• TASK DETAILS: From the entries below, work out how many lines contain the string "white"; answer with the number alone.

(Referring expression pointing data)
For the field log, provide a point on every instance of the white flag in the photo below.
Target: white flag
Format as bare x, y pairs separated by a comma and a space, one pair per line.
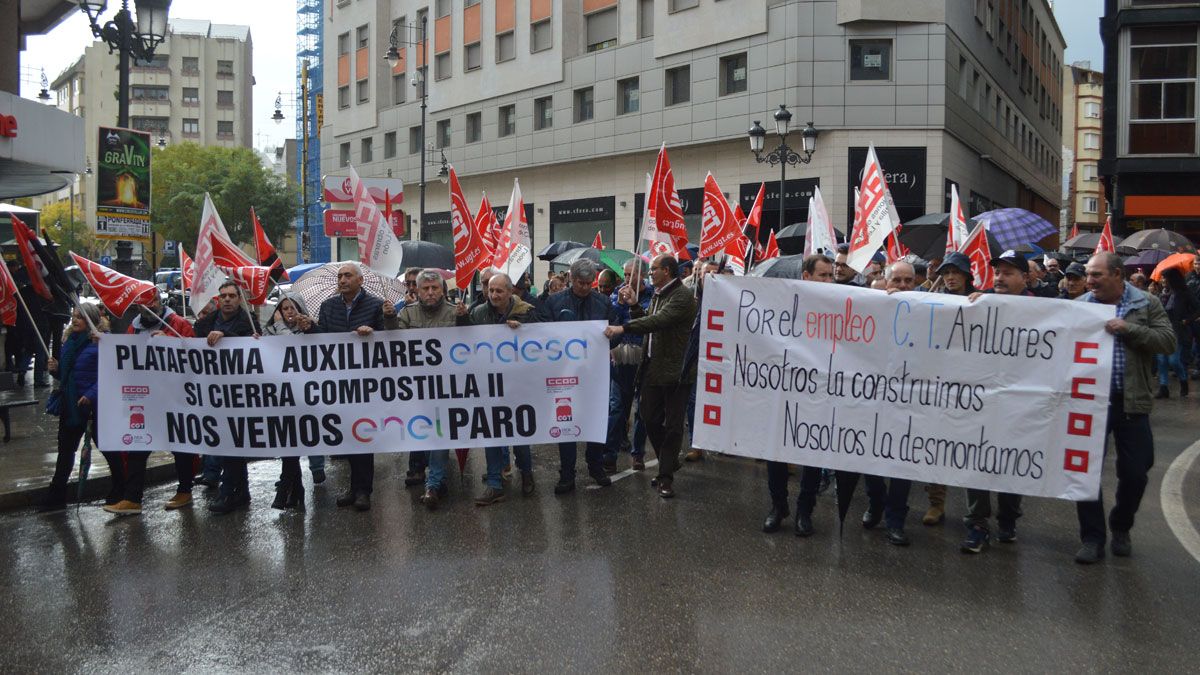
207, 279
378, 246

• ANSWER FOR THE TASK: 2